_WHAT IS NEEDED_
Please restate every entry exactly. Leave out the pictures.

_THE DATA_
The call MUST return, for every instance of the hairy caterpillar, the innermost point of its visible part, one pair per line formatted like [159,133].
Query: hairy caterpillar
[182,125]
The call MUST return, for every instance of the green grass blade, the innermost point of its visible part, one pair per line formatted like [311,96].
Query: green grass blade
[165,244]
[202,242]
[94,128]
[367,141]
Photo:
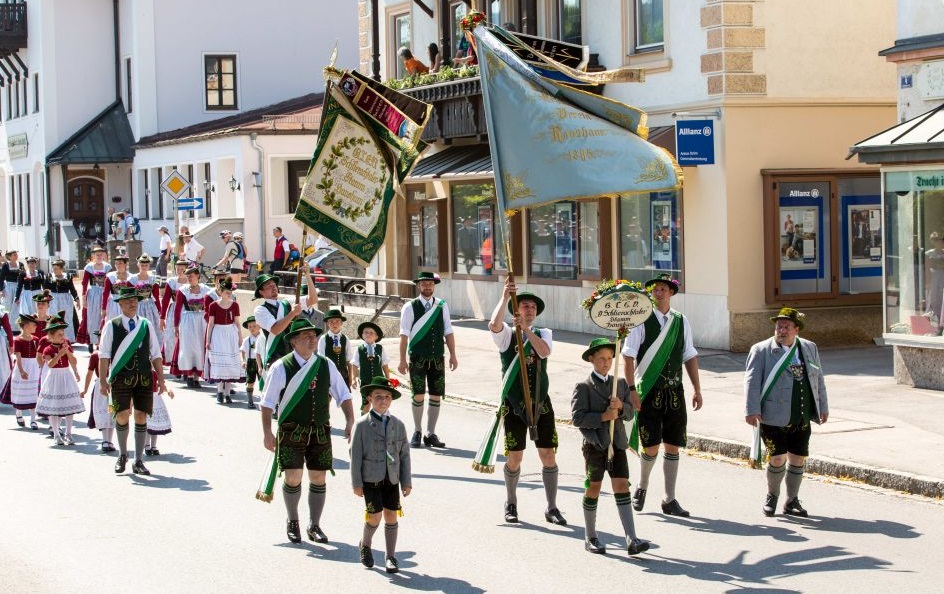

_TASK SOLUTION_
The call MUST return, for every instance of the hairy caterpillar, the innermost point of its visible part, one pair per line formatted like [159,133].
Query: hairy caterpillar
[182,125]
The call MUST return, for every instance of the green grass blade, the innermost point of its visible part, one pair per line formatted like [311,96].
Query: green grass blade
[165,244]
[202,242]
[94,128]
[367,141]
Photo:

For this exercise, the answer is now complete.